— GOAL —
Reproduce the records below line for line, character for character, omitting the pictures from your output.

============================================================

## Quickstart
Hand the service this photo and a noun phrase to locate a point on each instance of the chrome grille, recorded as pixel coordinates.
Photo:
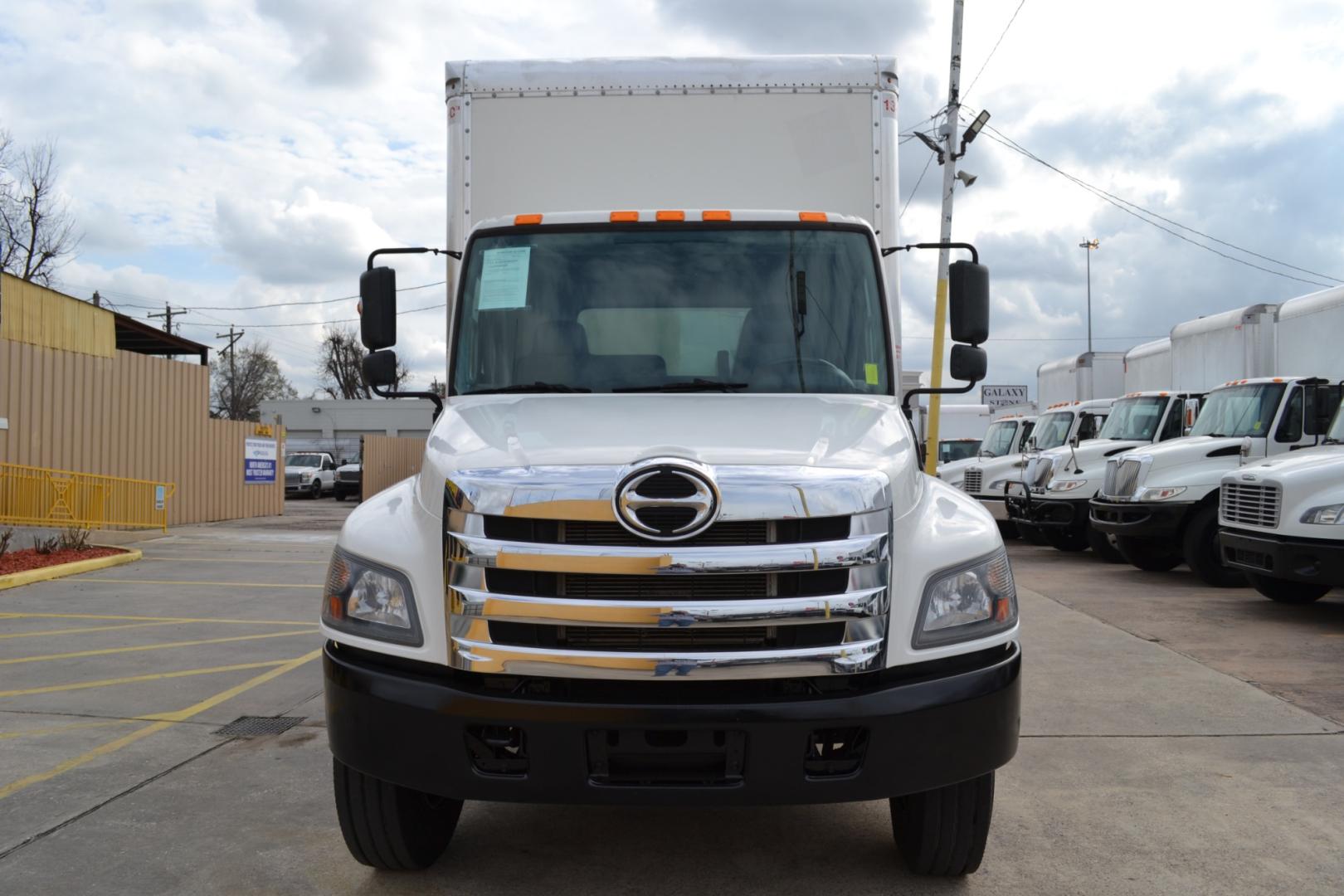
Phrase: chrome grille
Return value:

============================================================

— RESPONSE TO THE TASK —
## Quickstart
Hand the service this photo and a noun phrase to locate a point on each instance of the chrome grille, recorded as pixel coordinates.
Photo:
Phrase: chrome grille
Return value:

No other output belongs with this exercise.